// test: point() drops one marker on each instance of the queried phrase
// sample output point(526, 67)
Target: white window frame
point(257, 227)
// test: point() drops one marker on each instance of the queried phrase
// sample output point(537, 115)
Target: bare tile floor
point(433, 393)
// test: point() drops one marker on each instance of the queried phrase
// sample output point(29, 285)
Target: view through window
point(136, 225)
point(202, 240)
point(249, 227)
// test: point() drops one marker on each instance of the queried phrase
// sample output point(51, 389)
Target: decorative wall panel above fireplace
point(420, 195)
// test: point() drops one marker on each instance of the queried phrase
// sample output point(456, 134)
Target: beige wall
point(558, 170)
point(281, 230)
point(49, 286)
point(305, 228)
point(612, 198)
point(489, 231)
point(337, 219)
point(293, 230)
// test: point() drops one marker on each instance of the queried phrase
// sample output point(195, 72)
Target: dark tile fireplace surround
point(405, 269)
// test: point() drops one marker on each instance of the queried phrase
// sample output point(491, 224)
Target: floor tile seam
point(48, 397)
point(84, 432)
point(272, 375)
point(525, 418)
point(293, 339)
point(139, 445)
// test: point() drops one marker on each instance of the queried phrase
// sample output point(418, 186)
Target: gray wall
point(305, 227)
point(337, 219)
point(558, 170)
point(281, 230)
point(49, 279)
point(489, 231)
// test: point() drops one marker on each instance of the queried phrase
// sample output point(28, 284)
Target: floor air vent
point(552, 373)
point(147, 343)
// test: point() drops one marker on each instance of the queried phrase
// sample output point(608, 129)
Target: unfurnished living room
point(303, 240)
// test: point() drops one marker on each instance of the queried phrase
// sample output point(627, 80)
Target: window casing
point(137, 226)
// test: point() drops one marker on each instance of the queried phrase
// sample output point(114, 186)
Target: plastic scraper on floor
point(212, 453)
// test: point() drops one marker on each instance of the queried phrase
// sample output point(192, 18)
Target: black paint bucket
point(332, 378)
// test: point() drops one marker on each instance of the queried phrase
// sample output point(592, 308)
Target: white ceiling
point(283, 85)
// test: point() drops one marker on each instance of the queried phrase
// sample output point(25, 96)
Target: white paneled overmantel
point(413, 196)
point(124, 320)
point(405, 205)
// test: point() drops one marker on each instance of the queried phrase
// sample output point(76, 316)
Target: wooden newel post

◆ **WHAT YOU WILL DO**:
Can you arrange every line of the records above as a Markdown table with the columns Row and Line, giving each line a row number and leaving out any blank lines?

◆ **FINISHED TASK**:
| Row | Line |
|---|---|
| 1 | // test: point() drops one marker on each instance of the queried phrase |
| 2 | // sample output point(526, 67) |
| 3 | Target: white window frame |
| 4 | point(257, 227) |
| 5 | // test: point() drops one marker on each instance of the queried phrase |
| 6 | // sample output point(537, 115) |
| 7 | Target: bare tile floor |
| 8 | point(433, 393) |
| 9 | // test: point() drops one marker on each instance of the queried phrase |
| 10 | // sample output point(29, 285) |
| 11 | Target: view through window |
| 12 | point(136, 225) |
| 13 | point(202, 240) |
| 14 | point(249, 227) |
| 15 | // test: point() drops one marker on each instance of the queried phrase |
| 16 | // sample output point(51, 389) |
| 17 | Target: decorative wall panel above fireplace |
| 18 | point(420, 195) |
| 19 | // test: point() drops one marker on each instance of the queried phrase |
| 20 | // sample output point(456, 134) |
| 21 | Target: beige wall |
| 22 | point(558, 170) |
| 23 | point(281, 230) |
| 24 | point(49, 286) |
| 25 | point(305, 228) |
| 26 | point(612, 198) |
| 27 | point(489, 231) |
| 28 | point(337, 219) |
| 29 | point(293, 230) |
| 30 | // test: point() drops one marker on each instance of the queried phrase |
| 31 | // sample output point(195, 72) |
| 32 | Target: dark tile fireplace surround |
| 33 | point(405, 269) |
| 34 | // test: point() drops one marker on each instance of the queried phrase |
| 35 | // sample output point(491, 224) |
| 36 | Target: floor tile seam |
| 37 | point(48, 397) |
| 38 | point(84, 432) |
| 39 | point(272, 375) |
| 40 | point(525, 418) |
| 41 | point(293, 339) |
| 42 | point(139, 445) |
| 43 | // test: point() drops one marker on each instance of the queried phrase |
| 44 | // sample output point(418, 186) |
| 45 | Target: gray wall |
| 46 | point(305, 227) |
| 47 | point(337, 219) |
| 48 | point(558, 170) |
| 49 | point(281, 230) |
| 50 | point(49, 279) |
| 51 | point(489, 231) |
| 52 | // test: point() drops one marker on each instance of the queried phrase |
| 53 | // sample output point(28, 284) |
| 54 | Target: floor air vent |
| 55 | point(552, 373) |
| 56 | point(147, 343) |
| 57 | // test: point() drops one marker on each instance of the queried phrase |
| 58 | // sample output point(608, 129) |
| 59 | Target: unfurnished living room |
| 60 | point(303, 240) |
| 61 | // test: point() drops one marker on each instance of the queried phrase |
| 62 | // sample output point(627, 80) |
| 63 | Target: window casing |
| 64 | point(137, 226) |
| 65 | // test: point() drops one marker on each instance of the queried phrase |
| 66 | // sample output point(114, 186) |
| 67 | Target: plastic scraper on floor |
| 68 | point(212, 453) |
| 69 | // test: point() drops one marker on each instance of the queried phrase |
| 70 | // sample output point(192, 18) |
| 71 | Target: black paint bucket |
| 72 | point(332, 378) |
| 73 | // test: point() drops one marker on each instance of the queried phrase |
| 74 | // sample output point(592, 308) |
| 75 | Target: white ceiling |
| 76 | point(283, 85) |
| 77 | // test: point() drops one marker on each instance of the queried phrase |
| 78 | // sample output point(25, 96) |
| 79 | Target: white paneled overmantel |
| 80 | point(413, 196) |
| 81 | point(124, 320) |
| 82 | point(405, 205) |
| 83 | // test: point() drops one marker on each instance of the queried phrase |
| 84 | // sample output point(76, 316) |
| 85 | Target: wooden newel post |